- Text excerpt
Many corporations survey their employees to gauge how well management, leadership, and corporate initiatives are performing. Microsoft has an annual, comprehensive, company-wide poll that arrives in employee inboxes this month and year-round targeted polls for a sampled subset of employees. While companies have many other ways to measure initiatives, this column is focused on detailed employee surveys. These polls typically ask many questions and can take nearly an hour to complete (longer if you deeply reflect on your answers and provide long-form comments). Is answering these polls worth your time?

Companies, including Microsoft, often bribe and bother employees with donut days and relentless reminders to induce them to submit their poll entries. Companies care so much because it’s important to get a broad sample. If only the most vocal employees respond, the results tend to be skewed—still interesting but not representative. Perhaps you agree with your more vocal colleagues on all things, but there’s a good chance you don’t. Letting them speak for you can have disheartening consequences.

- Task description
Continue the column on employee surveys above, starting after its last sentence.

- Data

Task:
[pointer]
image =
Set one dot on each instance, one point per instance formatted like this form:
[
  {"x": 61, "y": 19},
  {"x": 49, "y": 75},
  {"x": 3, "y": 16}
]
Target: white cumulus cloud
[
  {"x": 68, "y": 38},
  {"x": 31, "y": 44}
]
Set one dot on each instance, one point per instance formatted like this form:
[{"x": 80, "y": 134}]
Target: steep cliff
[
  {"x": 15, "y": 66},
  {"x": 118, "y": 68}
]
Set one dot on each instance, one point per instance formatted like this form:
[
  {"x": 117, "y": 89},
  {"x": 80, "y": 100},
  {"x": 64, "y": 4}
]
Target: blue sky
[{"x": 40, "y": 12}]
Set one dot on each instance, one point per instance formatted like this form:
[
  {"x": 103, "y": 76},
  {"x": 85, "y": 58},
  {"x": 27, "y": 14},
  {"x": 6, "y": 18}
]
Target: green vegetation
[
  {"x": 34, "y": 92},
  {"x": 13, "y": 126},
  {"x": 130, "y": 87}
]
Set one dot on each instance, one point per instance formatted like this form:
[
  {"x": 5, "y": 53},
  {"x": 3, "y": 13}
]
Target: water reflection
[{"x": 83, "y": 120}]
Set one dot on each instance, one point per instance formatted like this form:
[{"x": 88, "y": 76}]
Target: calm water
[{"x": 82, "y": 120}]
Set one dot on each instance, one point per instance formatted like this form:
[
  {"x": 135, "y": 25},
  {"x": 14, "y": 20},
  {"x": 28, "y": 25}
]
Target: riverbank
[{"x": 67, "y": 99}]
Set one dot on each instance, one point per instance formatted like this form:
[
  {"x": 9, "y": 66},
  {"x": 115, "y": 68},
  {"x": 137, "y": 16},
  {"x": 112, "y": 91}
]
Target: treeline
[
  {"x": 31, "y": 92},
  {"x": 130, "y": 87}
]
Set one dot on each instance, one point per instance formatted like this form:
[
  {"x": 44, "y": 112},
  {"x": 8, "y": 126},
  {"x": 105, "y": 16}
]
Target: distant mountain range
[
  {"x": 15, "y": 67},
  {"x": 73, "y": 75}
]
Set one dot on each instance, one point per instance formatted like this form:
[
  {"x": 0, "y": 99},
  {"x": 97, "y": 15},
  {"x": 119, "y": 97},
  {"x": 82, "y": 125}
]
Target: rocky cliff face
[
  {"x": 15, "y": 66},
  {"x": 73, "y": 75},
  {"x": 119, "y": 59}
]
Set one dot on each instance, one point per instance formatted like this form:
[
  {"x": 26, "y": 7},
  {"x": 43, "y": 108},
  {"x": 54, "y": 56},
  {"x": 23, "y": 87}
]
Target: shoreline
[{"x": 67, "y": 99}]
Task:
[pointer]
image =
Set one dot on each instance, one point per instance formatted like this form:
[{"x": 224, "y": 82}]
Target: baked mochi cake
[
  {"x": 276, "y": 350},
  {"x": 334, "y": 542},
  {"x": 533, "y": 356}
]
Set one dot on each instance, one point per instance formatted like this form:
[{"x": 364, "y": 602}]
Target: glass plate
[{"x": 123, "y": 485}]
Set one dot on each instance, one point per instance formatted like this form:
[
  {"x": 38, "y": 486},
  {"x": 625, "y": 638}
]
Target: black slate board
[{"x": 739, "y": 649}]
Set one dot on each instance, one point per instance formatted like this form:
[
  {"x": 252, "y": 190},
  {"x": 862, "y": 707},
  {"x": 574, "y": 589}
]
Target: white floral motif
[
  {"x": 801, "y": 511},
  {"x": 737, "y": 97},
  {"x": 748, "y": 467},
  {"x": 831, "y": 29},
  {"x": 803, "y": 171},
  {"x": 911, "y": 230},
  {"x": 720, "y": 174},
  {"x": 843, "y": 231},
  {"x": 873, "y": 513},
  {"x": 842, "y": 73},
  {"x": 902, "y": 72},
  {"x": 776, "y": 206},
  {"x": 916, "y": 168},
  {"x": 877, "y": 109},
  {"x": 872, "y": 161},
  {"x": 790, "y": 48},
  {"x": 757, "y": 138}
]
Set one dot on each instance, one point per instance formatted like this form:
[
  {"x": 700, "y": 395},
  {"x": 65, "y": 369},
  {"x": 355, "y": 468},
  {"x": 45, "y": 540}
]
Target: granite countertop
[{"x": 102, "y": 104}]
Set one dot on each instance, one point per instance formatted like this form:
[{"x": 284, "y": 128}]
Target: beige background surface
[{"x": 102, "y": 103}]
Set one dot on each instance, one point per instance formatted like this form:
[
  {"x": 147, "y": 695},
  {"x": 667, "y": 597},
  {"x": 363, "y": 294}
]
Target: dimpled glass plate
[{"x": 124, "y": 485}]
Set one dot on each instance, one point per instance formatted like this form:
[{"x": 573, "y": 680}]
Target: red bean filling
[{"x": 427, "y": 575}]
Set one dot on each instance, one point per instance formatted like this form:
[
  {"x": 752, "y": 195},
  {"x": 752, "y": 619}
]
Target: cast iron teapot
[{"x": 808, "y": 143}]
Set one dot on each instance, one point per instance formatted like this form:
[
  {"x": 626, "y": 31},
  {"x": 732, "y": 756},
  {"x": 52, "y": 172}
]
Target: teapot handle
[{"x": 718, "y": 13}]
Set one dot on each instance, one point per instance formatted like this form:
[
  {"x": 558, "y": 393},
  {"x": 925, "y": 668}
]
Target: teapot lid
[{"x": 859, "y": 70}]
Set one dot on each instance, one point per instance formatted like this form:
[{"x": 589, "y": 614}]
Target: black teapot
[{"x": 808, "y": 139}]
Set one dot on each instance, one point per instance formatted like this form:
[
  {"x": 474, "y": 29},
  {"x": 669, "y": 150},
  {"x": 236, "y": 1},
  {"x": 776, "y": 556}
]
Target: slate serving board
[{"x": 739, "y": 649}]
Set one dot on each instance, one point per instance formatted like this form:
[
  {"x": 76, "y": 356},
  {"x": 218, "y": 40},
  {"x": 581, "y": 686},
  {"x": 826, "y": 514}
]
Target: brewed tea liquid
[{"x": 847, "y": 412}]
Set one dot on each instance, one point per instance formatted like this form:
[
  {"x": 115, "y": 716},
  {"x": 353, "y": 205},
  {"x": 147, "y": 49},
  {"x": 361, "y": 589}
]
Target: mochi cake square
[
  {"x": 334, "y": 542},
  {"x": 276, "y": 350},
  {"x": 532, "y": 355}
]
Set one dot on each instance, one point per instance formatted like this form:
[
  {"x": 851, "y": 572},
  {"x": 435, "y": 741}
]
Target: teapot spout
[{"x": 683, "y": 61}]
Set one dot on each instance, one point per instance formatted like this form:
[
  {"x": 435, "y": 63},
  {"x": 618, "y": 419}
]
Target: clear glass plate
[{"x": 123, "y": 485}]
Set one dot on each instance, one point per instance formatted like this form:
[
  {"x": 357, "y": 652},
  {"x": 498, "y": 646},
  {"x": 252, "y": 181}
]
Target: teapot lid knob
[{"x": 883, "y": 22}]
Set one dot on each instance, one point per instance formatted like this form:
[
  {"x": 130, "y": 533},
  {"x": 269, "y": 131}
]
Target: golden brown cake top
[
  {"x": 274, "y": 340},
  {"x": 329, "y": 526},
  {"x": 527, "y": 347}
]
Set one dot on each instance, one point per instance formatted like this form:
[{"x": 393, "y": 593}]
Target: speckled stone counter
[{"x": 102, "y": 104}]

- Written reply
Also, having your entire team respond ensures your individual voice is heard. Why? Because poll results are aggregated for privacy. Each team must have enough responses to protect the anonymity of individuals. If too few of your teammates submit, your response won’t count toward your manager and team. Instead, it will be aggregated to your director and organization, losing you in the crowd and losing your ability to influence your manager and team. Thus, it’s worth your entire team’s time to complete the poll. If you’re going to spend all that time, why not use it to drive the changes you seek and protect the aspects you love? How? Read on.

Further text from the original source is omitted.